[Dataset items]
.....
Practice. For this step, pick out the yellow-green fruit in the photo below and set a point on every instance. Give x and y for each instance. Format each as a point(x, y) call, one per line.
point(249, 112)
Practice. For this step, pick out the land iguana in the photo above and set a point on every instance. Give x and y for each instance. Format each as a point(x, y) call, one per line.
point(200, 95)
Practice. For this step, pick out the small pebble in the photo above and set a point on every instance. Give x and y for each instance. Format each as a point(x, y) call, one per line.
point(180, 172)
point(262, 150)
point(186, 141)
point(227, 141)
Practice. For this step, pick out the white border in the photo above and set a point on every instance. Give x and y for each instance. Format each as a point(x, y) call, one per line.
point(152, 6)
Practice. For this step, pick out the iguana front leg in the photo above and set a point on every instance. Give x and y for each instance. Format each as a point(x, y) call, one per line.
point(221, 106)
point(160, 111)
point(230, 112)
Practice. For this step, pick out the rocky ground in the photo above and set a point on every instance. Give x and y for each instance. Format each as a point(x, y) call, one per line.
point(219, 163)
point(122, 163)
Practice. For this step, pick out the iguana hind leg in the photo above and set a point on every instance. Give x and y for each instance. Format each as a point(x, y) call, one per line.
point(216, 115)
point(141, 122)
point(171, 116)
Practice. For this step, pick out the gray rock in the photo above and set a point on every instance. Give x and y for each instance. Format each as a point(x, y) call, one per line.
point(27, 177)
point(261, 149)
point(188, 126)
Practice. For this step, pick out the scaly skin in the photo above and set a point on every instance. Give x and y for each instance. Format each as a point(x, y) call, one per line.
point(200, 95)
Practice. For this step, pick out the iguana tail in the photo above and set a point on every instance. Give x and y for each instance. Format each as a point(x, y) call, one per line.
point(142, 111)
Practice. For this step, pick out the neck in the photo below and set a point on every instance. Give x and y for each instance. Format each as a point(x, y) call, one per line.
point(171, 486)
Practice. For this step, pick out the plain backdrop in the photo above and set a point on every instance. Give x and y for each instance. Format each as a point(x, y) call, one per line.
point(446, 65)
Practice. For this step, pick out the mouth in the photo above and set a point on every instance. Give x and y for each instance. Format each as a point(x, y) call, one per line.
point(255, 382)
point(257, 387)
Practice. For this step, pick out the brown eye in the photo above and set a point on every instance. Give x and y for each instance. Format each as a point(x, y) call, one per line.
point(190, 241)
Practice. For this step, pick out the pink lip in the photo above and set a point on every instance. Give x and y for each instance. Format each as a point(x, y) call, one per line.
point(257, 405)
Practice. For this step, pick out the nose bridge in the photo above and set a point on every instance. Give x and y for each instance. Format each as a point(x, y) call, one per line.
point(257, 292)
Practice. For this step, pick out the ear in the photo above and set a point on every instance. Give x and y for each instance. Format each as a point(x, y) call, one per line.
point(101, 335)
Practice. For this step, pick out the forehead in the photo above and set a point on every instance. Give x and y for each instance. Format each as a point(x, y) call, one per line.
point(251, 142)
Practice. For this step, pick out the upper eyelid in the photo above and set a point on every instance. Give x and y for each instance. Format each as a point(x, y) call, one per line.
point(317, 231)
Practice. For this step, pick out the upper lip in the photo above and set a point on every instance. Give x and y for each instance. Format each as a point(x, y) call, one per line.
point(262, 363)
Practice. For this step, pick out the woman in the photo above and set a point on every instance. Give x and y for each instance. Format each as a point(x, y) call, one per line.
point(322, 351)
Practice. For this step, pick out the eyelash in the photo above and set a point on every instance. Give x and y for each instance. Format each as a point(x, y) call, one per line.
.....
Your objective:
Please return all of the entries shown above, exactly as they stand.

Result for this task:
Practice. For this step, pick out the yellow-green fruit in the photo below and set a point on every instance. Give x and y for each instance. Format each as a point(x, y) call, one per line.
point(249, 112)
Practice. For this step, pick out the land iguana in the photo above and set a point on every instance. Give x and y for each instance. Format each as a point(x, y) call, one per line.
point(200, 95)
Practice. For this step, pick out the small pebble in the photo above and set a point on every instance. Give x and y for each instance. Format each as a point(x, y) call, one per line.
point(180, 172)
point(262, 150)
point(186, 141)
point(227, 141)
Practice. For this step, pick out the white border in the photo above and set a point on every instance. Give x and y for each instance. Format each as a point(x, y) call, one per line.
point(152, 6)
Practice. For this step, pick out the iguana front leg in the photo above and set a point on every instance. Give x and y for each instance. Format each as a point(x, y) call, one per line.
point(221, 106)
point(160, 111)
point(230, 112)
Practice. For this step, pick out the rocky ground in the photo above and set a point on every instance. Give x and y for each instance. Format each as a point(x, y) call, one per line.
point(219, 163)
point(122, 163)
Practice. For this step, pick out the iguana hind leg in the photo above and set a point on every instance. Give x and y for each instance. Format each as a point(x, y) call, one per line.
point(216, 115)
point(141, 122)
point(171, 116)
Practice. For this step, pick out the gray rock in the photo above and set a point on every instance. Give x and y for each instance. Format each as a point(x, y) call, one per line.
point(27, 177)
point(261, 149)
point(188, 126)
Practice. For this step, pick out the scaly skin in the photo above and set a point on every instance. Give x and y for each instance. Format each as a point(x, y) call, one per line.
point(200, 95)
Practice. For this step, pick out the iguana tail in the photo above and set a point on every instance. Give x and y for each instance. Format each as a point(x, y) call, one per line.
point(142, 111)
Practice. For this step, pick out the neck in the photo below and set a point on every instance. Give x and y for each instance. Format each as a point(x, y) call, one per line.
point(171, 486)
Practice. For this step, pick out the plain backdrop in the photo above and set a point on every instance. Give x and y for each instance. Format each as a point(x, y) call, one per line.
point(446, 65)
Practice. For this step, pick out the mouth in the photo above and set a point on every instance. Give x and y for each instance. Format each as a point(x, y) call, one per line.
point(255, 382)
point(257, 387)
Practice. For this step, pick out the brown eye in the photo above and set a point on every instance. Give x and y for each instance. Format each as a point(x, y) call, one per line.
point(190, 241)
Practice. For this step, pick out the pink lip in the photo above and set a point on every instance. Give x and y for each instance. Format each as a point(x, y) call, one per line.
point(257, 405)
Practice. For this step, pick out the nose bridge in the photo above and set a point on every instance. Give x and y for each instance. Format each as a point(x, y) call, one per line.
point(257, 292)
Practice. For this step, pick out the ear in the photo above and set a point on every instance. Give x and y for each instance. Format each as a point(x, y) call, one per line.
point(101, 335)
Practice. For this step, pick out the forehead in the photo above and set a point on every instance. Give x and y for each instance. Format each as a point(x, y) call, one per line.
point(251, 142)
Practice. For this step, pick out the upper eyelid in the photo above and set a point on every instance. Give x and y for each instance. Format each as a point(x, y) call, one per line.
point(317, 231)
Practice. For this step, pick out the upper lip in the photo above and set a point on every instance. Give x and y for each instance. Format each as a point(x, y) call, one per line.
point(262, 363)
Practice. For this step, pick out the woman in the photo above and set a point on every instance. Give x and y for each instance. Format each as a point(x, y) call, one per line.
point(322, 351)
Practice. For this step, pick out the eyelash in the photo above and set a point on every instance. Give x and y for each instance. Format each as a point(x, y) call, one per line.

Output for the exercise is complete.